**Selected text:**
━━━━━━━━━━━━━━━━
According to market data reported by Reuters, the suspicious activity unfolded across four major trading days between March and April 2026. Large sell orders were placed shortly before announcements such as delayed military action, ceasefire updates, and the reopening of the Strait of Hormuz. In one instance on March 23, traders offloaded roughly $2.2 billion worth of oil futures just 15–20 minutes before a public statement from U.S. leadership, triggering a steep drop in crude prices.

Similar patterns repeated in early April, when approximately $2.12 billion in oil and gasoline futures were sold minutes before a surprise ceasefire announcement between the U.S. and Iran. Another major trade followed on April 17, involving about $2 billion in positions placed shortly before confirmation that the Strait of Hormuz was open to commercial shipping again. A final $830 million trade was executed on April 21 just ahead of another ceasefire-related announcement, reinforcing suspicions of advance knowledge.

Beyond traditional markets, analysts also pointed to unusual activity on prediction platforms, where new accounts reportedly placed high-confidence bets on Iran-related military developments. Some of these accounts recorded win rates as high as 93%, with profits made just before news became public. Earlier reports suggested even smaller-scale bets on platforms like Polymarket reflected similarly precise timing, adding to concerns that sensitive information may have been leaked.

Regulators, including the U.S. Department of Justice and the Commodity Futures Trading Commission, are now examining whether non-public information influenced the trades. However, experts warn that rising activity in prediction markets and digital betting platforms is making enforcement increasingly difficult. Lawmakers have also raised alarms, arguing that the blending of geopolitics, fast-moving markets, and decentralized betting platforms is creating new blind spots for financial oversight.
━━━━━━━━━━━━━━━━
**Supplied material:**

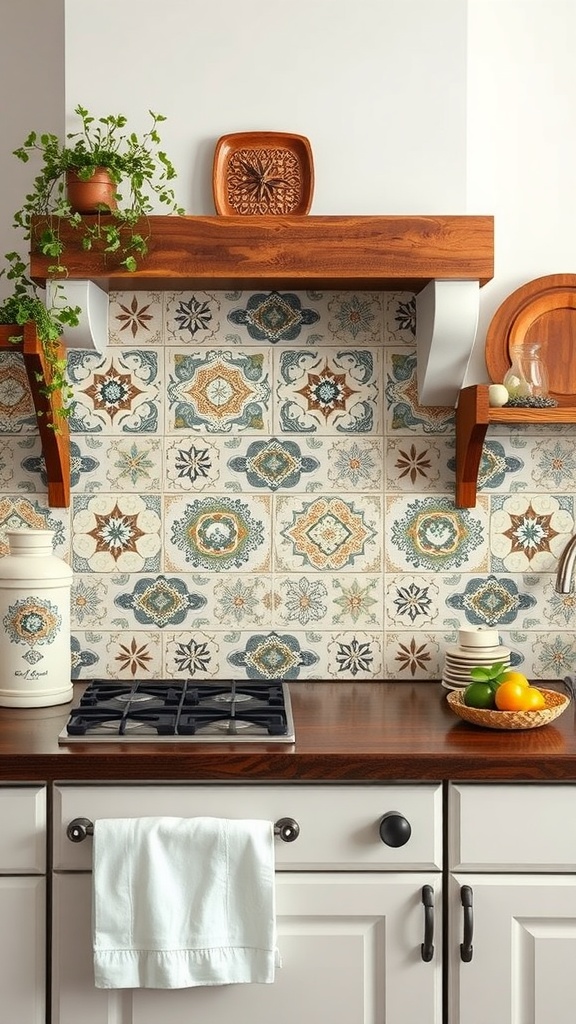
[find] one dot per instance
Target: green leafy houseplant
━━━━━━━━━━━━━━━━
**Written problem:**
Please answer these questions from the text on suspicious oil futures trading:
(a) Roughly how much in oil futures did traders sell on March 23?
(b) How high were the win rates recorded by some of the new prediction-platform accounts?
(c) Which two regulators are examining whether non-public information influenced the trades?
The material plays no part in this exercise.

**Task result:**
(a) Roughly $2.2 billion.
(b) As high as 93%.
(c) The U.S. Department of Justice and the Commodity Futures Trading Commission.